▸ **WHAT IS EXPECTED**:
Of all the entries below, only the lines from the one with "mark: the innermost point of each instance of the door knob" up to and including the one with "mark: the innermost point of each instance of the granite" are to be duplicated exactly.

▸ **PROVIDED INFORMATION**:
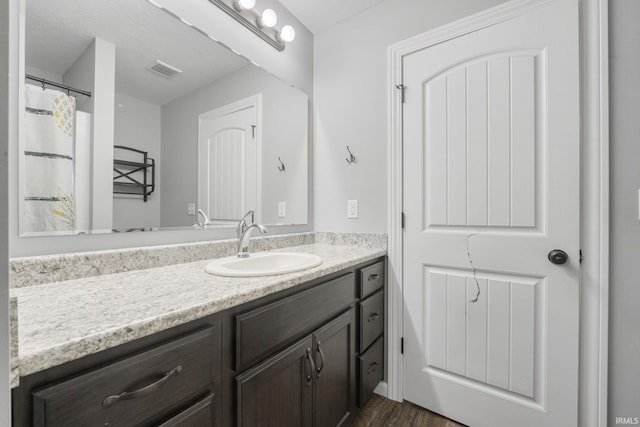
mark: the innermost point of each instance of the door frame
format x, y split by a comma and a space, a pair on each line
254, 101
594, 204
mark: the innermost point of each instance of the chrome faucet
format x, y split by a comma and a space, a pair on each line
243, 241
242, 225
205, 220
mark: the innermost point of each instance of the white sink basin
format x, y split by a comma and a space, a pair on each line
263, 264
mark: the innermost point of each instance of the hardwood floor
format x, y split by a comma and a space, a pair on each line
384, 412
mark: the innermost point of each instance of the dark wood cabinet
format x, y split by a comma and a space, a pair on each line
371, 307
169, 379
334, 395
199, 414
135, 391
279, 391
310, 355
311, 383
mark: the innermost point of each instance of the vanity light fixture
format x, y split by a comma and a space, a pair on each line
260, 23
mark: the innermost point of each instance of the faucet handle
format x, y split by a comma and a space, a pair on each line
242, 225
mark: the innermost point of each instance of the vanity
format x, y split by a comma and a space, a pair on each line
305, 348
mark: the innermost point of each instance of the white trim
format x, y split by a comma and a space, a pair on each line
594, 181
248, 102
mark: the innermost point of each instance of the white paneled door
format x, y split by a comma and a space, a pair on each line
491, 187
227, 152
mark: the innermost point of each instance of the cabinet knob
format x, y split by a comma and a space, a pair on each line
313, 366
141, 392
321, 367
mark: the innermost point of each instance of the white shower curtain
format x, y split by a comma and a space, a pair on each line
48, 190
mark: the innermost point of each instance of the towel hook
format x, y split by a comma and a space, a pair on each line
351, 158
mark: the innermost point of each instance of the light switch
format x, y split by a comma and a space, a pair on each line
352, 209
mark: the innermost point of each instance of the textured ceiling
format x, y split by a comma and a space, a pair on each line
57, 32
318, 15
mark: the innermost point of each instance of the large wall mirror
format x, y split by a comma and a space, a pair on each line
135, 120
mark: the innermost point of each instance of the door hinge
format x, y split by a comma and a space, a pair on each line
401, 88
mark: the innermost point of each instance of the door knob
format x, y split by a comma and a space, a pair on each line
558, 256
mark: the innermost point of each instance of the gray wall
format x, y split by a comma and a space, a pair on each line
8, 132
284, 134
624, 286
137, 125
350, 90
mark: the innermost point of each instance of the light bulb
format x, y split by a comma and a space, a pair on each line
241, 5
287, 34
268, 19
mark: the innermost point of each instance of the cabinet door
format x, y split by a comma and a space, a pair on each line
334, 346
278, 392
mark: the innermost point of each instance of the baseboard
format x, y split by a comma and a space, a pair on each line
381, 389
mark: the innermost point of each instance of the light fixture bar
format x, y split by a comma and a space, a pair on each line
248, 18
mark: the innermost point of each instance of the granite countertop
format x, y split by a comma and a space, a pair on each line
63, 321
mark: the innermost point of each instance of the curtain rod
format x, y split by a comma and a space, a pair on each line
58, 85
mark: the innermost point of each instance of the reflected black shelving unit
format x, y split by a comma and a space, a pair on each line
132, 177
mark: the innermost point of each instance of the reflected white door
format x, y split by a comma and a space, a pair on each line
491, 186
228, 164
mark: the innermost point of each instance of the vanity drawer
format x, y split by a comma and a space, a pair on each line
198, 415
371, 319
371, 279
138, 390
263, 331
371, 366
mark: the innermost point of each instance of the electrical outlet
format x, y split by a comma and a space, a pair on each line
352, 209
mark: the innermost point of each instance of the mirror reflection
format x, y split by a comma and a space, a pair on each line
135, 121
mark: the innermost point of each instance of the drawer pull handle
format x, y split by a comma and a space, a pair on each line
321, 367
142, 392
313, 366
373, 316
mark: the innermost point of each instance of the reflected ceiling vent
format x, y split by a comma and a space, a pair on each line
163, 69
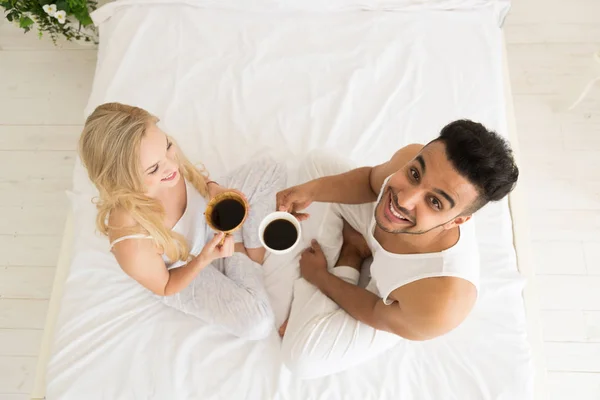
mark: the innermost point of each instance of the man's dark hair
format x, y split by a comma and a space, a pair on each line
481, 156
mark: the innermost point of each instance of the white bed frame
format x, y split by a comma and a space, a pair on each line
522, 243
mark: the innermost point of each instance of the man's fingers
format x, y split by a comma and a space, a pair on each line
301, 216
315, 245
283, 200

▸ **EXERCISE RESULT**:
mark: the innermost point of each instance of the door knob
format x, y split by a comma and a space, a pair on each line
558, 256
mark: the innermost point of each instance of the gray wall
format x, y split by a comma and a space, a pair on each line
8, 132
284, 134
624, 286
137, 125
350, 90
mark: the innermost point of each instance of the light bulb
format x, y split by a comma and a space, a pair on each line
241, 5
287, 34
268, 19
mark: the innermost point of each instance of the cabinet door
format x, y split by a comma and a space, a pair on each line
334, 346
278, 392
mark: the innermost point of each instance of the baseboard
format x, y split by a comma and a space, a pair on each line
381, 389
mark: the innermost point of each instance of the light fixture bar
format x, y split by a comma and a space, a pair on each line
248, 18
mark: the innermost point of each instance of the granite countertop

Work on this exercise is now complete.